* Requirement 1 *
Quote the blog post about working in television production word for word, from "Making television programmes" up to and including "around on spreadsheets.".
* Requirement 2 *
Answer these questions about the blog post about working in television production:
(a) Where will the first filming trip for the new set of programmes take place?
(b) In which city was the crew returning from Costa Rica stranded?
(c) What cake did Cake Boy promise to bring?
* Requirement 3 *
Carry on the blog post about working in television production from its last line.

Making television programmes demands that an enormous amount of money and energy be invested before any project has the slightest hope of getting off the ground. I am a partner in this particular business but The Director and Miss Whiplash are in charge of most of the buttons - I just peep between my fingers from behind the sofa while they move noughts around on spreadsheets.

Earlier this year our company made a film which was really rather good, we’re up for more prizes and there have been talks about making more programmes. The talking goes on for ages before anyone actually writes a cheque so we have to get on with ordering equipment, booking flights, finding new premises and keeping our fingers crossed.

I try and internalise my predictive gloom which leads to some funny symptoms like the ones where I think I’m having a heart attack or that I've got flu or that I am slowly being paralyzed by worms. I also get those dreams where I discover myself in a state of public disarray, this weeks prize dream involved being at the hairdressers and asking if I had any bald patches, Oh yes Madam said the hairdresser and held up a mirror to show me that not only was the back of my head bald but my brain was exposed and bleeding.

That might explain my grumpiness - an exposed and bleeding brain is not easily accessorized.

The first filming trip for our new set of programmes will be to Sri Lanka, there would be job for me on this one and I really really want to go - naturally I’ve refused to believe it would actually happen, I went along for the innoculations (just in case). Then, yesterday, after a kafkaesque morning at the Sri Lankan Embassy I stood blinking in the sunshine with my hurty arm (from the jabs) and a fistful of officially stamped documents and I woke up to the fact that 1000 people per year die from snake bites in Sri Lanka and I’d better get a move on with my bespoke suit of full-body armour - I’m having special added spikes attached to foil the leopards and crocodiles.

Thursday, April 29

Cake Off


It has been a month of absences and missed birthdays, the crew that set out 5 weeks ago for Costa Rica were stranded in Madrid on the return journey so a filming trip in Spain was scrambled earlier than originally planned now everyone is late and has missed events and each other.




Back together in the production office we know several ways to celebrate – but it always starts with cake. Whiplash set the ball rolling yesterday with a classic carrot cake topped with her Ultimate Frosting Experience. Today I responded with a sticky ginger and lemon cake*. Tomorrow belongs to Cake Boy who has promised us his famous strawberry cream sponge ...


*follow the link and add ginger wine, more lemon juice/zest and chopped walnuts (worked fine without the apple)

* Given information *

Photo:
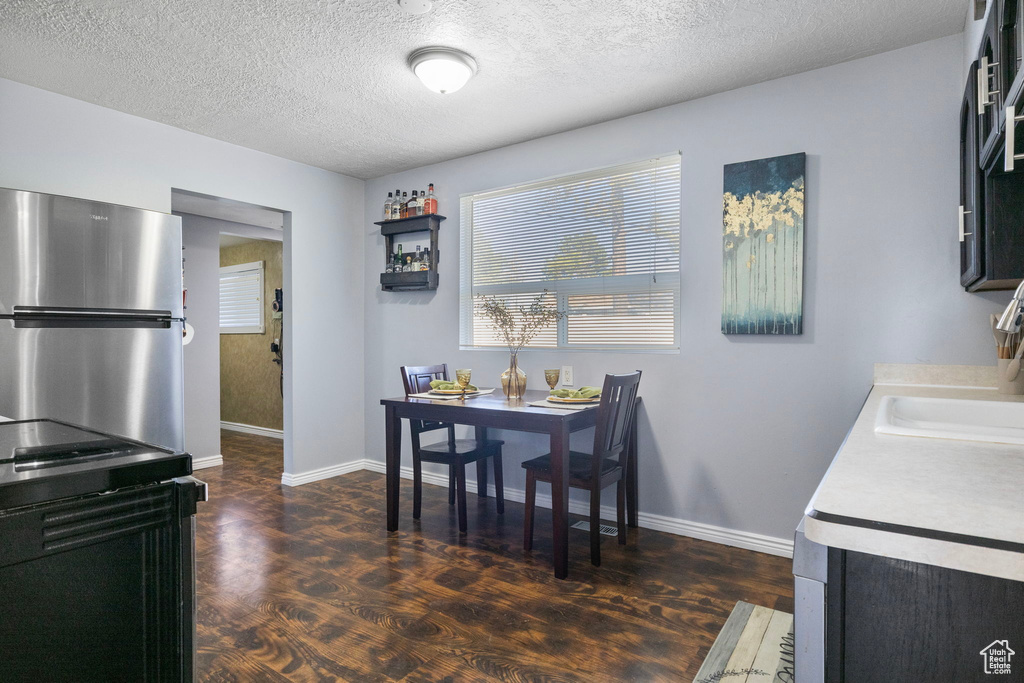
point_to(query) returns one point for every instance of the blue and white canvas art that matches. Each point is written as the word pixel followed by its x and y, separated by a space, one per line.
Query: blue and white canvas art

* Answer 1 *
Making television programmes demands that an enormous amount of money and energy be invested before any project has the slightest hope of getting off the ground. I am a partner in this particular business but The Director and Miss Whiplash are in charge of most of the buttons - I just peep between my fingers from behind the sofa while they move noughts around on spreadsheets.

* Answer 2 *
(a) Sri Lanka
(b) Madrid
(c) His famous strawberry cream sponge

* Answer 3 *
Tuesday, April 20

White Van Woman


Funny the way things work out; my diary says that I am abroad working at a glamorous international music event - the Icelandic volcano has put paid to that idea and, unbelievably, my would-be employers have decided to go ahead with their festivities without me.

Meanwhile the film office has been smoking with activity; the film crew got stuck in Madrid on their way back from Costa Rica. Miss Whiplash and I spent the weekend pacing around her desk and pointing fingers in the air as we hatched cunning plan after cunning plan. With typical brilliance Whiplash managed to fix a new filming schedule so that the crew can be occupied filming ants in Barcelona while awaiting rescue...

I have just collected a van huge enough to accommodate fifty hundred cases of filming equipment and some passengers. In the morning I will board a ferry for a 24-hour journey to Santander, I will then drive my great white leviathan towards the Mediterranean where I hope to find shining faces waiting for me.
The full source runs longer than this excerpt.